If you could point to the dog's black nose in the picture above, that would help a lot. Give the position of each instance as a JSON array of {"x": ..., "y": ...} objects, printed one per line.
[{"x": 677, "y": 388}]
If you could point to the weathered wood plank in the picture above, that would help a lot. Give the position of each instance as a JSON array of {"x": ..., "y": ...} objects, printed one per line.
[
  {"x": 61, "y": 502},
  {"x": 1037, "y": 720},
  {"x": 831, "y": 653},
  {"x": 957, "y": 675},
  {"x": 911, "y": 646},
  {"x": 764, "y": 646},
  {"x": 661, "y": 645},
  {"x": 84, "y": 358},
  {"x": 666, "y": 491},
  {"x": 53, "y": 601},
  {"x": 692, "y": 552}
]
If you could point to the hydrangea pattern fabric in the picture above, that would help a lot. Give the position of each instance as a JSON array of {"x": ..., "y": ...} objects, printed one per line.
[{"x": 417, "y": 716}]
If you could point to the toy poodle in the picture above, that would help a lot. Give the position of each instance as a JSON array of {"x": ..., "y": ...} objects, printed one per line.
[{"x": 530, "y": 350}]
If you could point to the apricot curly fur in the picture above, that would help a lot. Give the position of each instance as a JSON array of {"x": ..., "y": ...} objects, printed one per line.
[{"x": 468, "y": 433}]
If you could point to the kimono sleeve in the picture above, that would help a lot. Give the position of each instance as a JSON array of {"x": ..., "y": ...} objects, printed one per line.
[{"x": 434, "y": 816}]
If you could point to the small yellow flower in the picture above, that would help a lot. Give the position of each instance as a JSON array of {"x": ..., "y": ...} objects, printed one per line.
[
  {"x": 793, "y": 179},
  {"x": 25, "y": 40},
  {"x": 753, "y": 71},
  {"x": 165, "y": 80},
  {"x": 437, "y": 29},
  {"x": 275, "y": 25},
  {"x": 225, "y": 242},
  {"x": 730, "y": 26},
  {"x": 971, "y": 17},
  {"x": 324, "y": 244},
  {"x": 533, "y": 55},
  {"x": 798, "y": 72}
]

================================

§ WHAT TO PRODUCE
Only the lines from the one that contains "If you could point to the apricot" through the last line should be repeated, each exactly as it stands, with both ends included.

§ COMPLETE RESPONSE
If you could point to the apricot curly fur in the picture above, that would help a lot. Give the position of each instance as a JSON array of {"x": ..., "y": ...} objects, printed one per line.
[{"x": 468, "y": 433}]
If you could point to the kimono sleeve in the picture above, that would help a lot. Give the position of each instance as a JSON array of {"x": ..., "y": ...} objects, printed one per line.
[{"x": 434, "y": 816}]
If you could point to the small yellow flower in the picture above, that would help a lot. Give the position of each instance as a JSON array of {"x": ..., "y": ...} objects, printed one per line.
[
  {"x": 793, "y": 179},
  {"x": 25, "y": 40},
  {"x": 753, "y": 71},
  {"x": 165, "y": 80},
  {"x": 437, "y": 29},
  {"x": 275, "y": 25},
  {"x": 225, "y": 242},
  {"x": 730, "y": 26},
  {"x": 971, "y": 17},
  {"x": 324, "y": 244},
  {"x": 533, "y": 55},
  {"x": 798, "y": 72}
]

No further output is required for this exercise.